=== WHAT THE TASK REQUIRES ===
Copy out the entire listing below, replacing "pixel pairs" with "pixel coordinates" everywhere and keeping everything else the same. Leave the pictures out of your copy.

(Records held in a dataset)
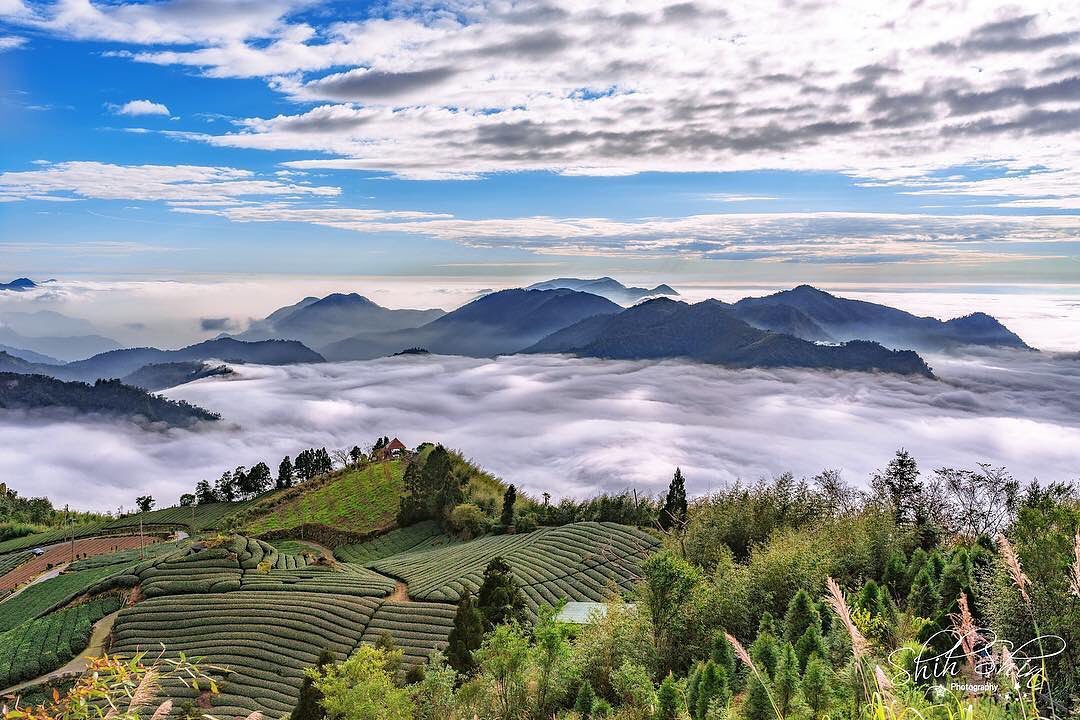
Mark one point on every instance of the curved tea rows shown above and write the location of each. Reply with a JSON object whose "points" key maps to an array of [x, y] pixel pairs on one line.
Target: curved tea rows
{"points": [[44, 644], [420, 537], [417, 628], [578, 561], [264, 639]]}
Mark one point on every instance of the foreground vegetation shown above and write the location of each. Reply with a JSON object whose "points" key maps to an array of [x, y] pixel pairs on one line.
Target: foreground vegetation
{"points": [[781, 599]]}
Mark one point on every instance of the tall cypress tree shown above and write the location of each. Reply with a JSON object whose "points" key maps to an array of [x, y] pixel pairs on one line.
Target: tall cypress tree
{"points": [[584, 701], [674, 512], [785, 682], [712, 688], [467, 636], [801, 614], [499, 599], [309, 706], [669, 700], [509, 498]]}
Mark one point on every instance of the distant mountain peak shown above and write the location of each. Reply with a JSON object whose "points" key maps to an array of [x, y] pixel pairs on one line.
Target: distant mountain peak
{"points": [[606, 287], [343, 299], [18, 284]]}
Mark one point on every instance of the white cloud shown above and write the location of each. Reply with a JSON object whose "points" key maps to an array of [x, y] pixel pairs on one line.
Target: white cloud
{"points": [[812, 236], [159, 23], [11, 42], [135, 108], [243, 197], [894, 93], [576, 426], [173, 184]]}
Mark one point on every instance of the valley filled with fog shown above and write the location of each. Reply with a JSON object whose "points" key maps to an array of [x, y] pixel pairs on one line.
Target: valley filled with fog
{"points": [[577, 426]]}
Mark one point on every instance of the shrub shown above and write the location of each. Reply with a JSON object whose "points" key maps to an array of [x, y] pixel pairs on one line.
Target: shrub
{"points": [[468, 520]]}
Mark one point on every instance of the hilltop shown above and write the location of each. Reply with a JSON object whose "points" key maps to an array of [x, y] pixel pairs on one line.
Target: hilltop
{"points": [[496, 324], [710, 331], [105, 397], [606, 287]]}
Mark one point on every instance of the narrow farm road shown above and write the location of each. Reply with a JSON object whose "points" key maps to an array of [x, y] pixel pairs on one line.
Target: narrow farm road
{"points": [[400, 594], [77, 665]]}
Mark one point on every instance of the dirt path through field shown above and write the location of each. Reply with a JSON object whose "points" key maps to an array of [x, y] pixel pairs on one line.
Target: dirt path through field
{"points": [[400, 594], [59, 554], [77, 665]]}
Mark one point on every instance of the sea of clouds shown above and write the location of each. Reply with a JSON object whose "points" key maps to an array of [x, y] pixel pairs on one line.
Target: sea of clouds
{"points": [[577, 426]]}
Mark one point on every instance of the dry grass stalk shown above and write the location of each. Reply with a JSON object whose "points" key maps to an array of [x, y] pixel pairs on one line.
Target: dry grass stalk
{"points": [[748, 662], [963, 628], [860, 648], [162, 710], [883, 683], [146, 690], [1012, 564], [1075, 570]]}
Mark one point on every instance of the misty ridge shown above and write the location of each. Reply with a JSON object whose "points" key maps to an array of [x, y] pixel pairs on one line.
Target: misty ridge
{"points": [[616, 407], [804, 327]]}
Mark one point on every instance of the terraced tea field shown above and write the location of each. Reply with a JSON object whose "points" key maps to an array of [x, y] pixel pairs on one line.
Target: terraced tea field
{"points": [[42, 646], [579, 561], [34, 566], [44, 597], [356, 500], [419, 537], [212, 516], [262, 613], [266, 639], [417, 628]]}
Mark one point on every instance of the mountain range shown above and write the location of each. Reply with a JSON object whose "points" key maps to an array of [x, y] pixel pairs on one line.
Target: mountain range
{"points": [[149, 367], [710, 331], [800, 327], [108, 397], [496, 324], [606, 287], [812, 314], [18, 285], [319, 322]]}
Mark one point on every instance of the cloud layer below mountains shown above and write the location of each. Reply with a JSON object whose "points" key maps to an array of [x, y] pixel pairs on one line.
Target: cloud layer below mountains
{"points": [[577, 426]]}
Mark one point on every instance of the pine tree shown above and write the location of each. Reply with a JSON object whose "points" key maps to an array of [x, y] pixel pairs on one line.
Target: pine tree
{"points": [[675, 508], [204, 493], [785, 683], [757, 705], [923, 598], [801, 614], [812, 643], [765, 651], [767, 624], [917, 562], [412, 506], [509, 498], [584, 701], [467, 636], [284, 473], [692, 683], [724, 655], [669, 700], [815, 687], [895, 573], [901, 483], [309, 706], [935, 566], [712, 687], [956, 579], [499, 599]]}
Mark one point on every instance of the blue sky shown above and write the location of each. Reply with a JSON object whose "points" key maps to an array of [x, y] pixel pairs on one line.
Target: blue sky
{"points": [[443, 138]]}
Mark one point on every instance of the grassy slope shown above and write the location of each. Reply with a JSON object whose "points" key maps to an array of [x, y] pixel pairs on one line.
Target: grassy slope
{"points": [[355, 500]]}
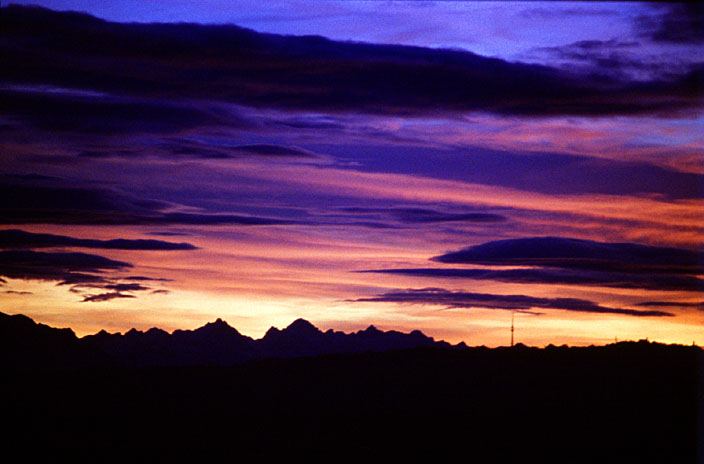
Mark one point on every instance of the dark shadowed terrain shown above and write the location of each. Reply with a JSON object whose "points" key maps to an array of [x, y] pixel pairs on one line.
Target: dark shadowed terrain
{"points": [[634, 399]]}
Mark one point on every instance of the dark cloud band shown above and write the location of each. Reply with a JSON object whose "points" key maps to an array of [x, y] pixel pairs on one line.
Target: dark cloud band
{"points": [[232, 64], [451, 299]]}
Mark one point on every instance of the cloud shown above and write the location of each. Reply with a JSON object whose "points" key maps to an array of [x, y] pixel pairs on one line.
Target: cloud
{"points": [[586, 255], [14, 238], [414, 215], [80, 271], [106, 115], [105, 297], [679, 23], [155, 64], [69, 268], [560, 277], [616, 59], [452, 299], [566, 261], [536, 171], [673, 304], [59, 204]]}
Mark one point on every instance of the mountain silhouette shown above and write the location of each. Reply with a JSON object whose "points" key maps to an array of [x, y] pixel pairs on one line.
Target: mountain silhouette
{"points": [[215, 344]]}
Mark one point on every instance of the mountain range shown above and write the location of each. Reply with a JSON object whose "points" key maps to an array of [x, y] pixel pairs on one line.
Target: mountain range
{"points": [[27, 344]]}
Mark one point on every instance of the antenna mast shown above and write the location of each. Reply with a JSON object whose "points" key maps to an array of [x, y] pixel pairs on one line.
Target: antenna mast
{"points": [[513, 313]]}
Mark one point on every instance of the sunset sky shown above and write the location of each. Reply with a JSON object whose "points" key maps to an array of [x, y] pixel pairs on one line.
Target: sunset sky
{"points": [[423, 165]]}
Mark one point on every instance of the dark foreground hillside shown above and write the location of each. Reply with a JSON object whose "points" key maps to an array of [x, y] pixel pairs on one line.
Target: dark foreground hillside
{"points": [[638, 400]]}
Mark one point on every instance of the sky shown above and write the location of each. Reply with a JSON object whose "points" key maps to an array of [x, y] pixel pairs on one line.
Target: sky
{"points": [[412, 165]]}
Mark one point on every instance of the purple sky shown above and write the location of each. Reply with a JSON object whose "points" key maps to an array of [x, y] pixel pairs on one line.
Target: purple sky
{"points": [[261, 174]]}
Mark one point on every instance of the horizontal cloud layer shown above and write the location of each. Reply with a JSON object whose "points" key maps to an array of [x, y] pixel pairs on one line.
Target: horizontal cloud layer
{"points": [[568, 253], [561, 277], [451, 299], [232, 64], [20, 239], [566, 261], [64, 267], [62, 204]]}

=== THE RESULT ===
Mark one point on every instance of the curved tea rows shown above and write the location of each. Reply with a JSON object whose "points" key maps to an array of [x, y] pixel coordinates on one line.
Target: curved tea rows
{"points": [[44, 644], [420, 537], [417, 628], [578, 561], [264, 639]]}
Mark one point on every instance of the foreground vegetation shown above and write the location of each. Reply with a JSON object whose "points" key maps to an array of [x, y] pixel coordinates on one line.
Target: foreground vegetation
{"points": [[781, 599]]}
Mark one point on every instance of the tall cypress tree shown above and write the location of each. Reply with a JSON object whose "points" key maps to an array of [x, y] pixel coordinates on one line.
Target: tall cypress tree
{"points": [[584, 701], [674, 512], [785, 682], [712, 688], [467, 636], [801, 614], [499, 599], [309, 706], [669, 700], [509, 498]]}
Mark one point on every instance of the distant mountain peak shown above and write the location of each. Reply with a JSON object whose "points" key maps to an array of [x, y] pixel coordinates on one line.
Target: distant mountain peak
{"points": [[606, 287], [343, 299], [18, 284]]}
Mark one point on every instance of the white cloud shown above and write the location of each. Reply with a JSON object whose "points" key maps to an array of [x, y] pixel coordinates on one line.
Target: white cloud
{"points": [[812, 236], [159, 23], [11, 42], [135, 108], [243, 197], [894, 93], [576, 426], [173, 184]]}
Mark one point on every instance of the valley filled with fog shown above and write the location of each. Reply with a JSON object whose "points" key maps to an array of [x, y] pixel coordinates on one line.
Target: valley filled with fog
{"points": [[577, 426]]}
Mark one point on every instance of the shrub shown above and write the location of each. Reply with a JSON object whose "points" key maps to an array of [x, y] pixel coordinates on one line.
Target: shrub
{"points": [[468, 520]]}
Mark one point on every instance of the hilltop shown above and write the location of each. Reply with a JSON object whose "points" key maps to an array of [x, y] pixel coordinates on one line.
Target: hilltop
{"points": [[496, 324], [710, 331], [105, 397], [606, 287]]}
Mark one point on every instance of the narrow farm road shown above and write the location of each. Reply with a JSON object whose "points" key maps to an array of [x, y] pixel coordinates on one line.
Target: narrow farm road
{"points": [[400, 594], [77, 665]]}
Mark one point on every instance of the dirt path through field shown above and write the location of each. Reply with a JSON object whose "points" key maps to an array of [x, y] pixel coordinates on one line.
Target: dirt path through field
{"points": [[400, 594], [59, 554], [77, 665]]}
Mark one point on every instance of the sea of clouds shown above and write the location of each. Reply with a JSON object whose "points" key maps to an array of [x, y] pixel coordinates on one line.
Target: sea of clouds
{"points": [[577, 426]]}
Mark one point on every instance of the dry grass stalk shown above and write the location of each. Reply with a JSON object whose "points" key maps to an array of [x, y] pixel coordinates on one line.
Target: dry grass stalk
{"points": [[748, 662], [963, 628], [860, 648], [162, 710], [883, 683], [146, 690], [1012, 564], [1075, 570]]}
Mark one point on every instance of the misty ridge shown above and write the location of each. Reply with a JSON object whose "points" key maps to an array of [x, y] pixel coordinates on one line.
Target: misty ridge
{"points": [[616, 407], [804, 327]]}
Mark one point on every instance of the terraced tea field shown above and write the location of each. Reply with a JSON object whose "points" key maps to an array of [x, y] pixel coordinates on one line.
Target: terraced tea field
{"points": [[42, 646], [579, 561], [34, 566], [44, 597], [356, 500], [419, 537], [212, 516], [262, 613], [266, 639], [417, 628]]}
Mark one point on every instance of the mountain range shown above and write the location of each. Reply with a JSON object whose "points" key maps to an array of [x, y] pixel coordinates on one line.
Target: mountain range
{"points": [[149, 367], [710, 331], [800, 327], [108, 397], [496, 324], [606, 287], [812, 314], [18, 285], [319, 322]]}
Mark one point on every instance of the cloud layer below mountains shown above and write the location of each. Reply with a JSON object whose "points" key maps to an array of [x, y] pixel coordinates on one line.
Target: cloud layer below mountains
{"points": [[577, 426]]}
Mark one point on every instance of the pine tree shown above and write the location of each. Reply with a JSON object whose "points" key maps to an array of [x, y] pixel coordinates on one line.
Target: pine tree
{"points": [[675, 508], [204, 493], [785, 683], [757, 705], [923, 598], [801, 614], [812, 643], [765, 651], [767, 624], [917, 562], [412, 506], [509, 498], [584, 701], [467, 636], [284, 473], [692, 683], [724, 655], [669, 700], [815, 687], [895, 573], [901, 483], [309, 706], [935, 566], [712, 687], [956, 579], [499, 599]]}
Mark one point on every instance of the blue sky shown above and write the location of each. Reply with a JSON object whose "points" key maps to an array of [x, y] pixel coordinates on one line.
Target: blue sky
{"points": [[443, 138]]}
Mark one point on every instance of the grassy slope shown above and write the location of each. Reply with a JSON object whose "points" key maps to an array of [x, y] pixel coordinates on one line.
Target: grassy slope
{"points": [[355, 500]]}
Mark one point on every instance of the dark shadowed terrain shown above and write the location of each. Reply with a JSON object whose "points" key maps to an array of [x, y] pixel coordinates on one line.
Target: dark shadowed terrain
{"points": [[634, 399]]}
Mark one point on every instance of the dark cloud band shown above and write the location of each. Reply with a JSON object whose "points" key maps to an array of [x, y] pixel coordinates on one line.
Target: dark cloud band
{"points": [[232, 64], [451, 299]]}
Mark one point on every instance of the cloud shown above and write the location of each. Reply with a JSON object whose "points" key maps to an array of [x, y] pixel coordinates on one line.
Target: cloud
{"points": [[586, 255], [14, 238], [414, 215], [80, 271], [106, 115], [105, 297], [679, 23], [155, 64], [69, 268], [560, 277], [616, 59], [452, 299], [566, 261], [536, 171], [673, 304], [59, 204]]}
Mark one point on every instance of the mountain silhouette shown above and write the location of each. Reply with a JSON object whose "points" key maps to an array of [x, y] pixel coordinates on one line.
Target: mountain silhouette
{"points": [[215, 344]]}
Mark one point on every instance of the mountain range shown above and write the location of each. Reply with a JSON object whose "points" key maps to an array of [x, y] pixel coordinates on one line.
Target: mountain range
{"points": [[27, 344]]}
Mark one point on every instance of the antenna mast shown above and write the location of each. Reply with a JSON object whose "points" key maps to an array of [x, y] pixel coordinates on one line.
Target: antenna mast
{"points": [[513, 313]]}
Mark one point on every instance of the sunset sky shown above and write the location of each. Reply with a JSON object whose "points" key maps to an array of [x, y] pixel coordinates on one line.
Target: sunset sky
{"points": [[423, 165]]}
Mark one point on every instance of the dark foreground hillside shown above and write the location of each. Reply with a JSON object whose "points" key maps to an array of [x, y] pixel coordinates on one line.
Target: dark foreground hillside
{"points": [[638, 400]]}
Mark one point on every instance of the sky shown above and write the location of each. Reply with a JSON object whose "points" key maps to an array of [x, y] pixel coordinates on one line.
Target: sky
{"points": [[412, 165]]}
Mark one point on every instance of the purple sky shown above and write the location of each. Reply with a JSON object whose "points" key maps to an array of [x, y] pixel coordinates on one line.
Target: purple sky
{"points": [[261, 174]]}
Mark one point on every instance of the horizontal cloud layer shown above and write the location of each. Reply with a JSON object whose "points" key maps to an array of [x, y] pixel coordinates on one line.
Target: horizontal cloud layer
{"points": [[568, 253], [561, 277], [451, 299], [232, 64], [20, 239], [566, 261], [64, 267], [62, 204]]}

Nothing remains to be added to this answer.